+++ RECORD SET

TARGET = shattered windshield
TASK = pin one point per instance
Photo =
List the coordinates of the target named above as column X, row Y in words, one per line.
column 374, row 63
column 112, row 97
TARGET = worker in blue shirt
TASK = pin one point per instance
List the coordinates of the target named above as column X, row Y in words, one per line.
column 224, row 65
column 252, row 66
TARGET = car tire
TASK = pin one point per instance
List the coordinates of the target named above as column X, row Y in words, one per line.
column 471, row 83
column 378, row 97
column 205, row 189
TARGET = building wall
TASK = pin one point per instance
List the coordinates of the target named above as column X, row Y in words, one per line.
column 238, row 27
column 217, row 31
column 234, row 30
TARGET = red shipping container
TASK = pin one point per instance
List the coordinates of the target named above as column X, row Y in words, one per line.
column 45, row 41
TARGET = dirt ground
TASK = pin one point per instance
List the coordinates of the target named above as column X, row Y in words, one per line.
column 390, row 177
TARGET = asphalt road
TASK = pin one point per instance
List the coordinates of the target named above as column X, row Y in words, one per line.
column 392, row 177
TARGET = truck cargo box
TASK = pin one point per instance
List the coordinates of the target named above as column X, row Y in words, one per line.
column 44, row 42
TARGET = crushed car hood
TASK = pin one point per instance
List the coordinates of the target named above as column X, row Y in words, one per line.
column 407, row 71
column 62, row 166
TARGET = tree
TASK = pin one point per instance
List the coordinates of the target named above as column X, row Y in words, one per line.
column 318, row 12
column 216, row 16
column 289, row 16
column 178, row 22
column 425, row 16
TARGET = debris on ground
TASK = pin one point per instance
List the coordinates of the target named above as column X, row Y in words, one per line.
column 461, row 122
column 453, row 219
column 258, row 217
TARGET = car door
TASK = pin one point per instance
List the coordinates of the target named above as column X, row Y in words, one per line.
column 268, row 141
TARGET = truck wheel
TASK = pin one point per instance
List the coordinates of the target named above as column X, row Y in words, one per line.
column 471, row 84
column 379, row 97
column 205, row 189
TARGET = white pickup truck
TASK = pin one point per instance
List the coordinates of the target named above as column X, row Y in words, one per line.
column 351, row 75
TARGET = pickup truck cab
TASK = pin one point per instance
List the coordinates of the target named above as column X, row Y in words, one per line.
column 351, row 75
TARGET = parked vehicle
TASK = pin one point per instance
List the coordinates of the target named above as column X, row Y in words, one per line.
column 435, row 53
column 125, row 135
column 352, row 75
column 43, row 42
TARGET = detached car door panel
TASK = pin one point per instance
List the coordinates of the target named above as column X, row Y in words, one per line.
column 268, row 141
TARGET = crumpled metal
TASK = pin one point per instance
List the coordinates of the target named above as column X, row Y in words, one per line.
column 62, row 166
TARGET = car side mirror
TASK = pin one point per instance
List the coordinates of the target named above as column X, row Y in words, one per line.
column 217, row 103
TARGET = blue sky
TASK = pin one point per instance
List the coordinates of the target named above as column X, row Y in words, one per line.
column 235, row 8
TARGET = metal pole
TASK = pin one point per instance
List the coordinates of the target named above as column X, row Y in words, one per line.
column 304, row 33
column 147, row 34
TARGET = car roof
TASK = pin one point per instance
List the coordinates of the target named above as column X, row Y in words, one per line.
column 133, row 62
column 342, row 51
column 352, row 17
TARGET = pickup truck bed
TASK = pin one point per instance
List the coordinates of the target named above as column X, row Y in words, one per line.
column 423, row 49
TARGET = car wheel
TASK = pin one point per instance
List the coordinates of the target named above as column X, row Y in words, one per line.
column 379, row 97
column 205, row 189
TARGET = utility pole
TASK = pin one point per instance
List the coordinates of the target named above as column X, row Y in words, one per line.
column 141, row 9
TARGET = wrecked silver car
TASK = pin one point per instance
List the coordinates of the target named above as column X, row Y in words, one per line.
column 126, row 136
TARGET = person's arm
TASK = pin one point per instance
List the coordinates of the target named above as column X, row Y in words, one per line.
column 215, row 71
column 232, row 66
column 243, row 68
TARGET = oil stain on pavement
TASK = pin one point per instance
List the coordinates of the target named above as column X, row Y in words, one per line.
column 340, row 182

++++++

◆ EXERCISE DETAILS
Copy all of the material above word for word, line by line, leaving nothing out.

◆ RESPONSE TO THE EXERCISE
TARGET = shattered windshield
TASK = pin one point per instance
Photo =
List the coordinates of the target named above as column X, row Y in words, one per line.
column 374, row 63
column 112, row 97
TARGET = worker in blue shirt
TASK = pin one point per instance
List the coordinates of the target named above as column X, row Y in words, one per line.
column 224, row 65
column 252, row 66
TARGET = car tire
TASK = pin one point per instance
List the coordinates of the target named above as column X, row Y in words, one per line.
column 471, row 83
column 378, row 97
column 205, row 189
TARGET = building wall
TASK = pin one point per instance
List the coordinates of the target named above as column X, row Y in words, one per line.
column 238, row 27
column 217, row 31
column 234, row 30
TARGET = red shipping container
TASK = pin one point per instance
List the coordinates of the target named above as column X, row Y in words, one per line.
column 45, row 41
TARGET = dirt ground
TASK = pin one point per instance
List the coordinates of the target named above as column X, row Y in words, one per line.
column 390, row 177
TARGET = asphalt road
TASK = pin one point per instance
List the coordinates of the target named above as column X, row Y in words, one per line.
column 392, row 177
TARGET = truck cargo box
TASK = pin one point per instance
List the coordinates of the target named above as column X, row Y in words, one per line.
column 44, row 42
TARGET = crushed car hood
TASK = pin one point per instance
List the coordinates of the target named above as column X, row Y in words, one per line.
column 407, row 71
column 62, row 166
TARGET = tree
TASK = pin one point per instance
List the coordinates of the target named above as column X, row Y in words, one per line.
column 318, row 12
column 216, row 16
column 289, row 16
column 178, row 22
column 425, row 16
TARGET = debris on ground
TASK = pin one point per instance
List the coordinates of the target named above as column X, row Y in words, one per line.
column 461, row 122
column 453, row 219
column 258, row 217
TARGET = car door
TASK = pin one point per instance
List the coordinates of the target named above as column X, row Y in words, one per line.
column 268, row 141
TARGET = truck wheel
TASK = pin one point per instance
List the coordinates of the target named above as column X, row Y in words, one per line.
column 471, row 84
column 379, row 97
column 205, row 189
TARGET = white pickup truck
TASK = pin one point per instance
List the coordinates of the target named above as column X, row Y in words, one per line.
column 351, row 75
TARGET = pickup truck cab
TASK = pin one point per instance
List the coordinates of the target named above as column X, row Y in words, one per line.
column 351, row 75
TARGET = parked vehicle
TASK = pin one point per instance
List the coordinates of the target named above as column X, row Y in words, one per line.
column 435, row 53
column 125, row 135
column 352, row 75
column 43, row 42
TARGET = detached car door panel
TASK = pin one point per instance
List the coordinates of the target named above as column X, row Y in words, one per line.
column 268, row 141
TARGET = crumpled metal
TASK = pin one point per instance
List the coordinates of the target named above as column X, row Y in words, one per line.
column 62, row 166
TARGET = car side mirror
TASK = pin one point per instance
List the coordinates of the target named above as column X, row Y in words, one per line.
column 217, row 103
TARGET = blue sky
TASK = pin one point per instance
List the coordinates of the target named above as column X, row Y in words, one per line.
column 235, row 8
TARGET = metal pole
TASK = pin one point per instance
List the coordinates of the target named above as column X, row Y in words, one per line.
column 304, row 33
column 147, row 34
TARGET = car roof
TASK = pin one point per instance
List the coordinates of the target named above as column X, row Y in words, one per line.
column 133, row 62
column 342, row 51
column 352, row 17
TARGET = pickup truck bed
TASK = pin one point per instance
List the coordinates of the target named above as column X, row Y in words, one per line.
column 423, row 49
TARGET = car wheel
TASK = pin one point per instance
List the coordinates of the target named above as column X, row Y in words, one per line.
column 379, row 97
column 205, row 189
TARGET = utility pole
TASK = pin one point per instance
List the coordinates of the target named above as column X, row Y in words, one per line.
column 141, row 9
TARGET = wrecked silver car
TASK = pin one point per instance
List the coordinates of the target named above as column X, row Y in words, one per line.
column 126, row 136
TARGET = person's arm
TASK = pin one point per instance
List the coordinates of the target named above as column X, row Y in words, one per line.
column 215, row 71
column 232, row 66
column 243, row 68
TARGET = oil stain on pavement
TASK = pin one point per instance
List the coordinates of the target named above as column X, row Y in words, one per line.
column 340, row 182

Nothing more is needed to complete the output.